Security Best Practices for Access Keys:

  • Least Privilege: Grant only the necessary permissions. Instead of giving full storage account access, consider using Shared Access Signatures (SAS) for time-limited, granular access to specific containers or blobs, especially for client-side applications.

  • Key Rotation: Regularly rotate your access keys. Azure provides two keys (key1 and key2) to facilitate this: use one while rotating the other, then switch.

  • Monitor Activity: Enable logging and monitoring for your Azure Storage Account (e.g., using Azure Monitor, Azure Storage Analytics) to track access patterns and detect suspicious activity.

  • Azure AD Integration: Whenever possible, use Azure Active Directory (Azure AD) for authentication and authorization instead of access keys. This provides more granular control, integrates with identity management, and allows for role-based access control (RBAC).

  • Network Security: Configure network rules (firewalls, virtual networks) to restrict access to your storage account from specific IP addresses or networks if needed.

Cloud SFTP Storage Comparison: Azure, AWS, and GCP

Secure File Transfer Protocol (SFTP) is a widely used method for securely transferring files. When migrating to the cloud, choosing the right SFTP solution depends on factors like scalability, cost, management overhead, and integration with other cloud services. This document compares how you can achieve a 5TB SFTP storage solution on Azure, AWS, and Google Cloud Platform (GCP).

1. Azure SFTP Storage

Azure offers native SFTP support directly on Azure Blob Storage, specifically on storage accounts with a hierarchical namespace enabled (Azure Data Lake Storage Gen2). This provides a fully managed, scalable, and cost-effective solution without requiring virtual machines.

Setup Overview:

  1. Create an Azure Storage Account: Choose a Standard performance tier and enable hierarchical namespace.

  2. Enable SFTP: Toggle the SFTP feature within the storage account settings.

  3. Create Container: Create a container (e.g., sftpdata) where files will be stored.

  4. Create Local User: Set up local users with passwords or SSH keys, defining their home directory within the container and specific permissions.

  5. Connect: Use any SFTP client with the storage account's endpoint (<storage-account-name>.blob.core.windows.net on port 22).

Cost Considerations (Azure):

  • Storage: Billed per GB for data stored in Azure Blob Storage. Pricing varies by redundancy (LRS, GRS, etc.) and access tier (Hot, Cool, Archive). For 5TB in the Hot tier (LRS), it would be approximately $0.023 per GB/month for the first 50TB.

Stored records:
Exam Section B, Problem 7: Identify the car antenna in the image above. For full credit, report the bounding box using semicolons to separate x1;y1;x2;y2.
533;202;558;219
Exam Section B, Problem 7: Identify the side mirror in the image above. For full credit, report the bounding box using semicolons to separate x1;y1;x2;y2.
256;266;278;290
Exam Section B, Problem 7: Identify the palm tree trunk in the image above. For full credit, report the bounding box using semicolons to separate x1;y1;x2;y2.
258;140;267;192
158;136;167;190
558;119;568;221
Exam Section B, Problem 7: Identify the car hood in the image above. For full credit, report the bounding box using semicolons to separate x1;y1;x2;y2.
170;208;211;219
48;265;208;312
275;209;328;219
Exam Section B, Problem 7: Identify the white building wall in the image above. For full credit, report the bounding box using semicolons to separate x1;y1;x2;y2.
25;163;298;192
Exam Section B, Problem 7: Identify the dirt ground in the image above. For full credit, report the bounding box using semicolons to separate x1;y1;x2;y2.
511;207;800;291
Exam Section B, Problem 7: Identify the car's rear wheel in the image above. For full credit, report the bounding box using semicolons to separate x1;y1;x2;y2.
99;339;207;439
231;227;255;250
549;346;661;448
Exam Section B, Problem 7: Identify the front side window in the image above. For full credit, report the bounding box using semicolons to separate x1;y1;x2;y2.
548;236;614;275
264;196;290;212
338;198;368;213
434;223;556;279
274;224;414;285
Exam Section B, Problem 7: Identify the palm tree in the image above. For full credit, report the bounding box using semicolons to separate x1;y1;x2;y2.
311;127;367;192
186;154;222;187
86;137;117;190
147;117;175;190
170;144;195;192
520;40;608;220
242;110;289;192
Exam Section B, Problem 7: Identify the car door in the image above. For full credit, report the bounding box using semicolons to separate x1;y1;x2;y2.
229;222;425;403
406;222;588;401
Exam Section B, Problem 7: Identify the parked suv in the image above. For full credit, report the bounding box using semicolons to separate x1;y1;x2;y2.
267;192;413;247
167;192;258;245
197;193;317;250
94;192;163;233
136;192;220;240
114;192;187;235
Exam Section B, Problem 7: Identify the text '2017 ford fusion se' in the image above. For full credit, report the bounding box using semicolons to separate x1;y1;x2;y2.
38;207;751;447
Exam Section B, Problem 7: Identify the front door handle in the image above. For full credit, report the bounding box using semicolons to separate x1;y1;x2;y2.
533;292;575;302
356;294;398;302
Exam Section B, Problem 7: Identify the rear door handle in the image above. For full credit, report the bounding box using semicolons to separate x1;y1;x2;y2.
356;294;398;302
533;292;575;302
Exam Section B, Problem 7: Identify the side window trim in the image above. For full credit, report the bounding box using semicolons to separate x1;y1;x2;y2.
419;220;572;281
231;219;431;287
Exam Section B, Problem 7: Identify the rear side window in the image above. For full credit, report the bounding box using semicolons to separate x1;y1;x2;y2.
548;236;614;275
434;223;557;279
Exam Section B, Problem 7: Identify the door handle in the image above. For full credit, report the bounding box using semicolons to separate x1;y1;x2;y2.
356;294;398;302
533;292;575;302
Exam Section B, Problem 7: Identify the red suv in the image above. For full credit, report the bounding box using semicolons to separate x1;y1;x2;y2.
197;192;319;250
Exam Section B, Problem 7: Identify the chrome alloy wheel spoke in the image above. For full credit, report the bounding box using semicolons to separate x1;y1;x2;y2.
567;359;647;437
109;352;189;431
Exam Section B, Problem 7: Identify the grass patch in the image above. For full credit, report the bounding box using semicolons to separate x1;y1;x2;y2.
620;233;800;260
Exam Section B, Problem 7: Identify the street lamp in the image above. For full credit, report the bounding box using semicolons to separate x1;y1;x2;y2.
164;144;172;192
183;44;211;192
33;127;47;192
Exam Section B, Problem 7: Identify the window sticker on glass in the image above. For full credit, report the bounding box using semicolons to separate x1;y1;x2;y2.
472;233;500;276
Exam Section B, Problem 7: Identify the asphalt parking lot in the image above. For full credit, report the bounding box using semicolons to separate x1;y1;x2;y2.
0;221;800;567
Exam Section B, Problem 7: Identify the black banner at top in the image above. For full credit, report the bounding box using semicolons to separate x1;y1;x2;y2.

- **PROBLEM SET**
**A.** Update the section of the Azure storage passage starting at "Secure File Transfer" and ending at "enable hierarchical namespace.", putting "flat namespace" everywhere "hierarchical namespace" appears.
**B.** According to the Azure storage passage, which port do SFTP clients use to connect to the storage account's endpoint?
**C.** Name every security best practice for access keys that the Azure storage passage lists by heading.

- **RESULTS BY TASK**
**A.**
Secure File Transfer Protocol (SFTP) is a widely used method for securely transferring files. When migrating to the cloud, choosing the right SFTP solution depends on factors like scalability, cost, management overhead, and integration with other cloud services. This document compares how you can achieve a 5TB SFTP storage solution on Azure, AWS, and Google Cloud Platform (GCP).

1. Azure SFTP Storage

Azure offers native SFTP support directly on Azure Blob Storage, specifically on storage accounts with a flat namespace enabled (Azure Data Lake Storage Gen2). This provides a fully managed, scalable, and cost-effective solution without requiring virtual machines.

Setup Overview:

  1. Create an Azure Storage Account: Choose a Standard performance tier and enable flat namespace.

**B.** Port 22.

**C.** Least Privilege, Key Rotation, Monitor Activity, Azure AD Integration, Network Security